Aqui, um dia normal de O Globo, o maior jornal do país. 

Ou as mais lidas da Folha.

Mais ainda.

No modelo anterior, havia o hábito da leitura de um jornal diário. O jornal garantia tiragem com as seções mais lights – esporte, cultura, cotidiano -, e preservava política e economia para temas mais pesados. 

Esse hábito permitia uma interação produtiva entre o jornalista e o público. Era possível a mediação, com o jornalista analisando cada medida do governo per si. Elogiando e criticando, o público assimilava os critérios de julgamento, permitindo um jornalismo com menor polarização, embora aproveitado por poucos quadros. 

Agora, além do caça-likes, cada notícia ou nota tem vida própria. O jornalista é julgado instantânea e isoladamente, por cada nota produzida. É o populismo se inserindo por todos os poros da mídia.

Com a notícia escrita fragmentada, o hábito de acompanhamento diário desviou-se para o jornalismo televisivo, os canais fechados. Historicamente, sempre a mídia escrita foi mais profunda que a televisiva. Hoje, em meio ao festival de análises superficiais, é possível encontrar boas análises em uma CNN, no período diurno, ou Globonews – intercalada com o jornalismo de obviedades. São as exceções. Mas nem essas exceções existem na imprensa escrita.

## [TRABALHO SOLICITADO]
[a] Por favor, redigite o trecho de "Esse hábito permitia" até "poros da mídia.".
[b] Responda com base no trecho:
(i) Qual jornal é apresentado como o maior do país?
(ii) Com quais seções o jornal garantia tiragem no modelo anterior?
(iii) Para onde se desviou o hábito de acompanhamento diário?
[c] De acordo com o trecho, por que o modelo anterior permitia um jornalismo com menor polarização?
Os dados não têm nenhuma relação com este trabalho.

## [DADOS BRUTOS]
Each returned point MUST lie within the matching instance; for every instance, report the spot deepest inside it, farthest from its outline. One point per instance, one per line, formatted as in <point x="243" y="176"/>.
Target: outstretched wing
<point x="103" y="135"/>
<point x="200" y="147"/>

## [RESPOSTAS POR TAREFA]
[a]
Esse hábito permitia uma interação produtiva entre o jornalista e o público. Era possível a mediação, com o jornalista analisando cada medida do governo per si. Elogiando e criticando, o público assimilava os critérios de julgamento, permitindo um jornalismo com menor polarização, embora aproveitado por poucos quadros. 

Agora, além do caça-likes, cada notícia ou nota tem vida própria. O jornalista é julgado instantânea e isoladamente, por cada nota produzida. É o populismo se inserindo por todos os poros da mídia.

[b]
(i) O Globo.
(ii) Com as seções mais leves: esporte, cultura e cotidiano.
(iii) Para o jornalismo televisivo, os canais fechados.

[c] O hábito de ler um jornal diário permitia que o jornalista fizesse a mediação e analisasse cada medida do governo isoladamente. Ao acompanhar os elogios e as críticas, o público assimilava os critérios de julgamento.